DIRECTIONS :: Render every line of the rows below as a Markdown table with the columns No and Content, numbering the lines in order and skipping any blank ones. Leave the pictures out.

AVAILABLE RECORDS ::
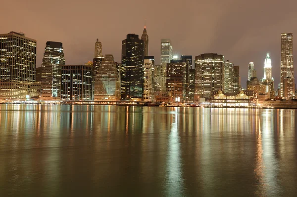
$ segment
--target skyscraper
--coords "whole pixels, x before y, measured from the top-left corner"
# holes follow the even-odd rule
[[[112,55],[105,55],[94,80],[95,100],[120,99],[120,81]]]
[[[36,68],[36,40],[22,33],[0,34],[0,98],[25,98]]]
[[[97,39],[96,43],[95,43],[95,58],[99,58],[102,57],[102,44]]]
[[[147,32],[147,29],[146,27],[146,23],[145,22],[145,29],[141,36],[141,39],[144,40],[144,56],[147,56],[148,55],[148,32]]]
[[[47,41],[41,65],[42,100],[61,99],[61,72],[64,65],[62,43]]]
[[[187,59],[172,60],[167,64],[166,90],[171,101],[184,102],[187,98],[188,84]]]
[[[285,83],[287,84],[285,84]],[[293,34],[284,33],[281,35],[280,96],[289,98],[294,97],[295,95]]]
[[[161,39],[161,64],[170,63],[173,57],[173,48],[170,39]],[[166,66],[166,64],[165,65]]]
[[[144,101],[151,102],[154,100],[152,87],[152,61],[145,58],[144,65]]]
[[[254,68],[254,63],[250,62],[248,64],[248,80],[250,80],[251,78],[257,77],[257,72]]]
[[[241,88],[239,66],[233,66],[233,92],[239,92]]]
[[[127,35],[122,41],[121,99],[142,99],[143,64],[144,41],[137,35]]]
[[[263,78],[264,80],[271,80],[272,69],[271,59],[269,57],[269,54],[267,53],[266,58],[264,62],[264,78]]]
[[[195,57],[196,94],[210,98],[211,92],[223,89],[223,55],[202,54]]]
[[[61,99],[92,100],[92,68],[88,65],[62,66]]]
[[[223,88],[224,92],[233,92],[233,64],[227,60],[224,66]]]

FULL SOLUTION ::
| No | Content |
|---|---|
| 1 | $ segment |
| 2 | --target skyscraper |
| 3 | --coords "whole pixels, x before y, measured from the top-left corner" |
| 4 | # holes follow the even-odd rule |
| 5 | [[[112,55],[105,55],[94,80],[95,100],[120,99],[120,81]]] |
| 6 | [[[36,68],[36,40],[22,33],[0,34],[0,98],[25,98]]] |
| 7 | [[[97,39],[96,43],[95,43],[95,58],[99,58],[102,57],[102,44]]] |
| 8 | [[[147,32],[147,29],[146,27],[146,23],[145,22],[145,29],[141,36],[141,39],[144,40],[144,56],[147,56],[148,55],[148,32]]] |
| 9 | [[[47,41],[41,65],[42,100],[61,99],[61,72],[64,65],[62,43]]] |
| 10 | [[[187,59],[172,60],[167,64],[166,90],[171,101],[184,102],[187,98],[188,84]]] |
| 11 | [[[285,83],[287,84],[285,84]],[[293,34],[284,33],[281,35],[280,96],[289,98],[294,97],[295,95]]] |
| 12 | [[[161,39],[161,64],[170,63],[173,57],[173,48],[170,39]],[[166,66],[166,64],[165,65]]] |
| 13 | [[[144,101],[151,102],[154,100],[152,87],[152,61],[145,58],[144,65]]] |
| 14 | [[[254,68],[254,63],[250,62],[248,64],[248,80],[250,80],[251,78],[257,77],[257,72]]] |
| 15 | [[[241,88],[239,66],[233,66],[233,92],[239,92]]] |
| 16 | [[[127,35],[122,41],[121,99],[142,99],[143,64],[144,41],[137,35]]] |
| 17 | [[[263,78],[264,80],[271,80],[272,69],[271,59],[269,57],[269,54],[267,53],[266,58],[264,62],[264,78]]] |
| 18 | [[[195,57],[196,94],[210,98],[211,92],[223,89],[223,55],[202,54]]] |
| 19 | [[[61,99],[92,100],[92,68],[88,65],[62,66]]] |
| 20 | [[[223,88],[224,92],[233,92],[233,64],[227,60],[224,66]]] |